» **Text**:
———

Broken bones are a serious health concern in older people. Fractures, a fancy name for broken bones, can cause chronic pain and long-term disability; for many people, a broken hip proves fatal.
Half of women over 50 will sustain an osteoporosis-related fracture in their remaining lifetime, as will 25% of men. The most common bones to break are the spine, hip and wrist, but a broken hip is dangerous, as it often means a steady decline in health and independence.
Who’s at Risk? It’s no surprise that falls cause most fractures. But what may come as a surprise is that most fractures in older people are the result of a simple fall when walking, not a dramatic fall down the stairs, according to a recent study in Annals of Medicine.
A major risk factor for broken bones is osteoporosis, which causes bones to become less dense and brittle and more prone to breakage. Additional risk factors for low bone mass include inactivity, poor nutrition, smoking and alcohol. Sedating medications affect your sense of balance.
Defense Against Broken Bones. Defending bones from breaking calls for two strategies: strengthening bones and reducing the risk of falling. Check out EN‘s fracture-prevention plan (see recommended nutrient totals, above right).
Get plenty of calciumto help minimize bone loss by maintaining a supply of this essential mineral throughout life to replace ongoing bone loss. Good sources? Dairy products, tofu processed with calcium, canned salmon and sardines with the bones, broccoli and green leafy vegetables.

———

» **Supplied data**:
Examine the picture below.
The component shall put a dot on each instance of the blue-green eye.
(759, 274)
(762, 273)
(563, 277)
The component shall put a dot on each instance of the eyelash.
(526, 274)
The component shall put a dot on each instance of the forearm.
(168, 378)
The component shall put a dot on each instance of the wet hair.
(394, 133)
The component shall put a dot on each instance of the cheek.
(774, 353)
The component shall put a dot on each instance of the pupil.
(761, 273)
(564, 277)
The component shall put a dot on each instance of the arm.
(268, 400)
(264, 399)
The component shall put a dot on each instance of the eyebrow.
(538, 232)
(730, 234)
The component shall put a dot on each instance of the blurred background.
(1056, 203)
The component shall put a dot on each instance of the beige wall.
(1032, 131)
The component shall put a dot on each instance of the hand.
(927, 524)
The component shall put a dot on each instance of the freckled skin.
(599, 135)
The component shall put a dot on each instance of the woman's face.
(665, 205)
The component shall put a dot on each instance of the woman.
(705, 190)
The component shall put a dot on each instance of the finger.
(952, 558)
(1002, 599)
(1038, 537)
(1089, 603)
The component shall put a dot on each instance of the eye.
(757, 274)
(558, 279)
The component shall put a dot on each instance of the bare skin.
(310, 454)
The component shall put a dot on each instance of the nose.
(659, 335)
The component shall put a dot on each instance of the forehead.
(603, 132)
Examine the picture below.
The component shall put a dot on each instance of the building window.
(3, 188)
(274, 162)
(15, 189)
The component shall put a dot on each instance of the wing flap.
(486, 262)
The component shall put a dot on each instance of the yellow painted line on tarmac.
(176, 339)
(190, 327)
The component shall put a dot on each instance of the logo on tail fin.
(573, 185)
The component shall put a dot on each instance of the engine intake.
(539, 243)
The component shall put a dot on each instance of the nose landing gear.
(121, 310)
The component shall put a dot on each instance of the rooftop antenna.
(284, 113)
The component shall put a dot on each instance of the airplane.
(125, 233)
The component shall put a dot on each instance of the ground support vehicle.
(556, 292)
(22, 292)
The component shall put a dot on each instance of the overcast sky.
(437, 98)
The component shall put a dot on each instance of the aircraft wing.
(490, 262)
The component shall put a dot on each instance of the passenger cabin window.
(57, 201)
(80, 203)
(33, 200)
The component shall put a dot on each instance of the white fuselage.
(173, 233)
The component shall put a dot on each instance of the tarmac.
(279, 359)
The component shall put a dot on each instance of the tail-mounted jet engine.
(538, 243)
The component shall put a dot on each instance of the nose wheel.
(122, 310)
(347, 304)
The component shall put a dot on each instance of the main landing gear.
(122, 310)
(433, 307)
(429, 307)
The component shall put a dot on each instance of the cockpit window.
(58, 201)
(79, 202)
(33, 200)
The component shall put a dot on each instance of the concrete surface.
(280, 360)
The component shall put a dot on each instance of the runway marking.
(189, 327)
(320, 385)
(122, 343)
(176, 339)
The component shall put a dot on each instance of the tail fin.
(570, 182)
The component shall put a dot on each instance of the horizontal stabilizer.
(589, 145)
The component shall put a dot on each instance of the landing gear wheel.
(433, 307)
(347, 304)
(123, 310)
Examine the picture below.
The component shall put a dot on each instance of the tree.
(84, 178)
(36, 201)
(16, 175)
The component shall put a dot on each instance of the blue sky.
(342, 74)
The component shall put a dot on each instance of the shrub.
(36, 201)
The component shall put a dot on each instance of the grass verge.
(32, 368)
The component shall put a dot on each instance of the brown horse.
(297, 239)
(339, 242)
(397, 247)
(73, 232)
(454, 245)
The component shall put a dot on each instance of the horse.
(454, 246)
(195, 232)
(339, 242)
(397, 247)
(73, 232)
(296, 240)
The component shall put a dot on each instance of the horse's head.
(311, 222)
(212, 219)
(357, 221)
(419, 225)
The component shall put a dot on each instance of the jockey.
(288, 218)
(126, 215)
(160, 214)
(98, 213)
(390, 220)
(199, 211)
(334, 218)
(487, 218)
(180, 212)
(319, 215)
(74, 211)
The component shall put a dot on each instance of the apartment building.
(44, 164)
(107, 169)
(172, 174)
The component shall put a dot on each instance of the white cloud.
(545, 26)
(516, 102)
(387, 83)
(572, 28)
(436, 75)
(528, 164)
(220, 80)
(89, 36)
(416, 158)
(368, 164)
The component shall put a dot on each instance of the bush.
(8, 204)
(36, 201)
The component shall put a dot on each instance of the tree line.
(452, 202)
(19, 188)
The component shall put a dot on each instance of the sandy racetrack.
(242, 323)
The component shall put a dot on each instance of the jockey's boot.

———

» **Exercise requirements**:
1. From the text on broken bones, reproduce word for word the passage between "Who’s at Risk?" and "sense of balance.", inclusive.
2. Say whether each statement below agrees with the text on broken bones, answering yes or no and quoting the words of the text that decide it. (a) Most fractures in older people result from falls down the stairs. (b) Smoking is named as a risk factor for low bone mass. (c) The wrist is among the most common bones to break.

» **Responses per task**:
1.
Who’s at Risk? It’s no surprise that falls cause most fractures. But what may come as a surprise is that most fractures in older people are the result of a simple fall when walking, not a dramatic fall down the stairs, according to a recent study in Annals of Medicine.
A major risk factor for broken bones is osteoporosis, which causes bones to become less dense and brittle and more prone to breakage. Additional risk factors for low bone mass include inactivity, poor nutrition, smoking and alcohol. Sedating medications affect your sense of balance.

2.
(a) No: "most fractures in older people are the result of a simple fall when walking, not a dramatic fall down the stairs"
(b) Yes: "Additional risk factors for low bone mass include inactivity, poor nutrition, smoking and alcohol."
(c) Yes: "The most common bones to break are the spine, hip and wrist"